DATASET:
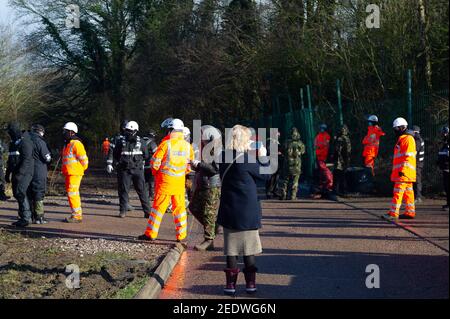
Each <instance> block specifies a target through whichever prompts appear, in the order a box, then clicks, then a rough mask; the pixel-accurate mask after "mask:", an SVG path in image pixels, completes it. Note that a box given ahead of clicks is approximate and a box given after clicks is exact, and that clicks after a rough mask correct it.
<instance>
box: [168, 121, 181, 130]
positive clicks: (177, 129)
mask: <svg viewBox="0 0 450 319" xmlns="http://www.w3.org/2000/svg"><path fill="white" fill-rule="evenodd" d="M169 128H171V129H174V130H176V131H183V129H184V123H183V121H182V120H180V119H173V121H172V123H170V124H169Z"/></svg>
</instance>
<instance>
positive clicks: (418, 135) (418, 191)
mask: <svg viewBox="0 0 450 319" xmlns="http://www.w3.org/2000/svg"><path fill="white" fill-rule="evenodd" d="M412 130H413V133H414V140H415V141H416V152H417V154H416V163H417V164H416V182H415V183H414V190H415V193H414V198H415V199H416V200H415V202H416V204H417V203H421V202H422V171H423V167H424V165H425V141H424V140H423V138H422V136H420V127H418V126H417V125H414V126H413V129H412Z"/></svg>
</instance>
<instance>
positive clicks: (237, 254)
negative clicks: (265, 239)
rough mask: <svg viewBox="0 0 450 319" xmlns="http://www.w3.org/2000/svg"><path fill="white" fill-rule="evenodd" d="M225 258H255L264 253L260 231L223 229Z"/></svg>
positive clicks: (255, 230)
mask: <svg viewBox="0 0 450 319" xmlns="http://www.w3.org/2000/svg"><path fill="white" fill-rule="evenodd" d="M223 237H224V254H225V256H240V255H242V256H253V255H258V254H260V253H262V246H261V240H260V238H259V231H258V230H233V229H228V228H225V227H224V229H223Z"/></svg>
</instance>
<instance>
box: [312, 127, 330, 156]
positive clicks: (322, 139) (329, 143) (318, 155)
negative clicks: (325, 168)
mask: <svg viewBox="0 0 450 319" xmlns="http://www.w3.org/2000/svg"><path fill="white" fill-rule="evenodd" d="M330 140H331V136H330V134H328V133H327V132H320V133H319V134H317V136H316V139H315V140H314V146H315V148H316V157H317V160H318V161H324V162H325V161H326V160H327V158H328V152H329V150H330Z"/></svg>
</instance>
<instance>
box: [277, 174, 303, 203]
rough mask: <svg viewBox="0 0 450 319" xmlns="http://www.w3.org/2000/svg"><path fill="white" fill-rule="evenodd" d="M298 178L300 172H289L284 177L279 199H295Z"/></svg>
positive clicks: (296, 191) (282, 183)
mask: <svg viewBox="0 0 450 319" xmlns="http://www.w3.org/2000/svg"><path fill="white" fill-rule="evenodd" d="M299 179H300V174H289V175H286V176H285V177H284V179H283V183H282V185H281V193H280V196H281V199H288V197H289V199H291V200H295V199H297V192H298V180H299Z"/></svg>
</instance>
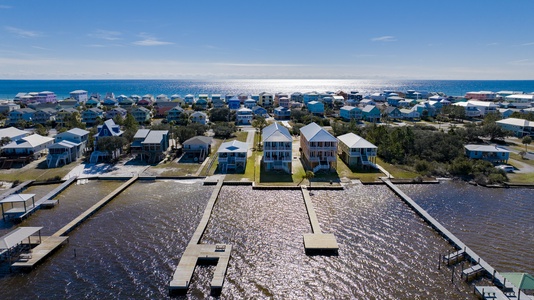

ABOUT THIS EXERCISE:
List every line in the entries above that contains the word "rough", copying each one in full.

SOLUTION FOR THIS EXERCISE:
Each <instance> block specifies a target through whichever prompts appear, in the order a box, then clicks, then a rough mask; the pixel-accurate mask after "mask:", an SVG path in image pixels, completes it. Note that a box given ahead of clicks is approximate and a box given after clicks is exact, and that clicks after a rough mask correct it.
rough mask: <svg viewBox="0 0 450 319" xmlns="http://www.w3.org/2000/svg"><path fill="white" fill-rule="evenodd" d="M225 258H255L264 253L260 231L223 229Z"/></svg>
rough mask: <svg viewBox="0 0 450 319" xmlns="http://www.w3.org/2000/svg"><path fill="white" fill-rule="evenodd" d="M298 178L300 172H289L284 177L279 199H295Z"/></svg>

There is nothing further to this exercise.